(Your goal):
Scanning the listing below, tally every line where the string "brown" shows up, then state the count alone.

Information given section start

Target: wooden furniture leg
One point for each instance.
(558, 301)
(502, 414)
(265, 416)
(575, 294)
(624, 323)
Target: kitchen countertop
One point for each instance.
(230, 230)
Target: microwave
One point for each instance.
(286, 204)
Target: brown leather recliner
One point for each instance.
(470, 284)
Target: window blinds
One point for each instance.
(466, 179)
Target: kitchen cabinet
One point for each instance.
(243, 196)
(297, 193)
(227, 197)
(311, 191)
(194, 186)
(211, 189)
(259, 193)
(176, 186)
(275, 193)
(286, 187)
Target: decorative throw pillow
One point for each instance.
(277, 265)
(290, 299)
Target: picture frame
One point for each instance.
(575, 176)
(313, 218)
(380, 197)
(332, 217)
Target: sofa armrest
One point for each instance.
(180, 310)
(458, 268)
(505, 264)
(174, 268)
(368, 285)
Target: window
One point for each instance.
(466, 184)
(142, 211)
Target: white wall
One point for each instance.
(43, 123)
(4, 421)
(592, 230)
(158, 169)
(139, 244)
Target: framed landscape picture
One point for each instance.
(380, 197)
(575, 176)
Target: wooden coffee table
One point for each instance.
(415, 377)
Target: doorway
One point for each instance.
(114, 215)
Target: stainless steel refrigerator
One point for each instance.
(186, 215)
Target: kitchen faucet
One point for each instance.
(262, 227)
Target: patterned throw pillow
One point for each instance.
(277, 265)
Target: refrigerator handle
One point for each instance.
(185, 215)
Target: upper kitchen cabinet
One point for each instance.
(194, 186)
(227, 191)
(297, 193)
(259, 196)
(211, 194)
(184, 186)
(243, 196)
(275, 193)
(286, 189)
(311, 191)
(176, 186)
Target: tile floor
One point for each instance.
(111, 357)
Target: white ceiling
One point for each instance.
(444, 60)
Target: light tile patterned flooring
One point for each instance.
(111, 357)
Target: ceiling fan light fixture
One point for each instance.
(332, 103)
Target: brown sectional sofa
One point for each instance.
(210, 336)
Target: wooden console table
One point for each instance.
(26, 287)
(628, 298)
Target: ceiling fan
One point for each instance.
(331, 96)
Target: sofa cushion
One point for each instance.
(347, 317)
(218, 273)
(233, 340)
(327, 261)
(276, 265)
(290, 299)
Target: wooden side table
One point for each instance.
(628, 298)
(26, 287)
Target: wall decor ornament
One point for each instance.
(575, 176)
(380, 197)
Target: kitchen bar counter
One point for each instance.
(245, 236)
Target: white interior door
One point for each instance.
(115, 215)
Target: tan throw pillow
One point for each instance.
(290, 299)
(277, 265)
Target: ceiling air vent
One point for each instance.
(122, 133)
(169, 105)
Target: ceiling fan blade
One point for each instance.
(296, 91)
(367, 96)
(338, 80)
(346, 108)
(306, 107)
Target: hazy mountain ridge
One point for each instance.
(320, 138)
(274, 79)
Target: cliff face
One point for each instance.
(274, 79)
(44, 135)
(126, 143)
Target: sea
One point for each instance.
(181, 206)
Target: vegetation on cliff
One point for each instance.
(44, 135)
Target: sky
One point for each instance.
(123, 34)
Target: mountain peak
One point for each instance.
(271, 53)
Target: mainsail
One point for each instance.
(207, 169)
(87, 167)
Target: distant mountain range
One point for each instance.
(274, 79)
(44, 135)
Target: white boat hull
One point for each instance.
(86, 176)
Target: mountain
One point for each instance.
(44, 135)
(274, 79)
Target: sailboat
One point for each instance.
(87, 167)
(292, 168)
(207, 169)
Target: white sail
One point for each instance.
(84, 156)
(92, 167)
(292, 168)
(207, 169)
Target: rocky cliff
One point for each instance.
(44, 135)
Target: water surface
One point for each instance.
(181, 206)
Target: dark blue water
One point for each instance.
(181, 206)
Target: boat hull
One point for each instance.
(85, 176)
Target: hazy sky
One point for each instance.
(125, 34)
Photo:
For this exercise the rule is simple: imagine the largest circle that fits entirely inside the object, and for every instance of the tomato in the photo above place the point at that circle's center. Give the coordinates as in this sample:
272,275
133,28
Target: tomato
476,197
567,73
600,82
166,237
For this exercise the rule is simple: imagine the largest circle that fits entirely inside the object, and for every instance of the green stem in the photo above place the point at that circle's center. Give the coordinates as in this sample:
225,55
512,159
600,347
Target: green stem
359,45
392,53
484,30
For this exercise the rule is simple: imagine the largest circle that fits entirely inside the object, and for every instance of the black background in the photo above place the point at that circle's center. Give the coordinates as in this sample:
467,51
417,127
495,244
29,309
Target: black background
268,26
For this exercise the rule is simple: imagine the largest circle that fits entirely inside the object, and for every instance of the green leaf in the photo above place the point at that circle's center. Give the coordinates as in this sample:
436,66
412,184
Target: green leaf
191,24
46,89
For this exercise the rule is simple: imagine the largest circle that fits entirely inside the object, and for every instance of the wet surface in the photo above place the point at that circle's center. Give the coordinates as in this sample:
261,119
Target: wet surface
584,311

Information given section end

(Output):
2